┌──

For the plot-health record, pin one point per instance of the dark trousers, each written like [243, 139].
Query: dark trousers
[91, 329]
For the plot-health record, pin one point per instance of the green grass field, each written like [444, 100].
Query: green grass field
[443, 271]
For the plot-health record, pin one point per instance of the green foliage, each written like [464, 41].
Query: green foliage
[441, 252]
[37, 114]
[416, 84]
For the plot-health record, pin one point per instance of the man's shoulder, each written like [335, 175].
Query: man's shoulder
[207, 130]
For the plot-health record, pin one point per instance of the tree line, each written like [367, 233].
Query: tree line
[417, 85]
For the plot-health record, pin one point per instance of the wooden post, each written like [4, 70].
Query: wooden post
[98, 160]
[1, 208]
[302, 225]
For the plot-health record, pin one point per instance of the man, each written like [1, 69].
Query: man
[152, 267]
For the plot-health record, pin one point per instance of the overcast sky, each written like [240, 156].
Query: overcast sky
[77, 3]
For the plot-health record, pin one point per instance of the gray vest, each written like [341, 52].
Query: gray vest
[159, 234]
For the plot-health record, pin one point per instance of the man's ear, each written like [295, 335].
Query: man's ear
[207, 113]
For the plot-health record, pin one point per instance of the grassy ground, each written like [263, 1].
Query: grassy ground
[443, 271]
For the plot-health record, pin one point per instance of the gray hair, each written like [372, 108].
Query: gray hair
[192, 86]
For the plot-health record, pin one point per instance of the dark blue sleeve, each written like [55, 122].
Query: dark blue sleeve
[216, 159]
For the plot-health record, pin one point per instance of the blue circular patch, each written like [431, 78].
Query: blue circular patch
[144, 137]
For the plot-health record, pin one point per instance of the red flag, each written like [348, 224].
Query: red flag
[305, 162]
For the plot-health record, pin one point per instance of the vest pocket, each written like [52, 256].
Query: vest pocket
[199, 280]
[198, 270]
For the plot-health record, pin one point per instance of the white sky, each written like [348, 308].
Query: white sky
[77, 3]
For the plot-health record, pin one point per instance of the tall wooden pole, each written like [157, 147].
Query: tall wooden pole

└──

Output the listing above exactly as it appears.

§ **Output of the exercise**:
For the plot-health record, pin one point per instance of the dark trousers, each written like [243, 139].
Query: dark trousers
[91, 329]
For the plot-health record, pin one point per instance of the green grass field, each written like [444, 100].
Query: green grass field
[443, 271]
For the plot-health record, pin one point per instance of the green foliage, each written like [464, 41].
Query: green foliage
[441, 252]
[37, 114]
[416, 84]
For the plot-health record, pin one point per instance of the man's shoulder, each written like [335, 175].
Query: man's shoulder
[207, 130]
For the plot-health record, pin one point per instance of the tree line, each written like [367, 233].
Query: tree line
[417, 85]
For the plot-health record, pin one point per instance of the wooden post, each written like [4, 70].
Query: wooden post
[98, 160]
[1, 208]
[302, 225]
For the plot-health record, pin one point per instance of the man, each written like [1, 69].
Query: man
[152, 267]
For the plot-health record, pin one point per instance of the overcast sky, each written like [240, 156].
Query: overcast sky
[77, 3]
For the plot-health record, pin one point per instance of the gray vest, each written like [341, 52].
Query: gray vest
[159, 234]
For the plot-health record, pin one point per instance of the man's ear, each written like [295, 335].
Query: man's ear
[207, 113]
For the plot-health record, pin one point per instance of the grassy ground, each written like [263, 1].
Query: grassy ground
[443, 271]
For the plot-health record, pin one point per instance of the gray hair, each written like [372, 108].
Query: gray hair
[192, 86]
For the plot-health record, pin one point per instance of the dark blue sleeve, each written like [55, 122].
Query: dark blue sleeve
[216, 159]
For the plot-health record, pin one point per instance of the blue circular patch, each written like [431, 78].
Query: blue circular patch
[144, 137]
For the plot-health record, pin one point per instance of the red flag, each written like [348, 224].
Query: red flag
[305, 162]
For the plot-health record, pin one point per instance of the vest pocket, each written like [52, 256].
Query: vest pocket
[199, 280]
[198, 270]
For the plot-health record, pin one point per instance of the white sky, each written like [348, 308].
Query: white sky
[77, 3]
For the plot-health record, pin one point per instance of the tall wooden pole, each written like [157, 147].
Query: tall wooden pole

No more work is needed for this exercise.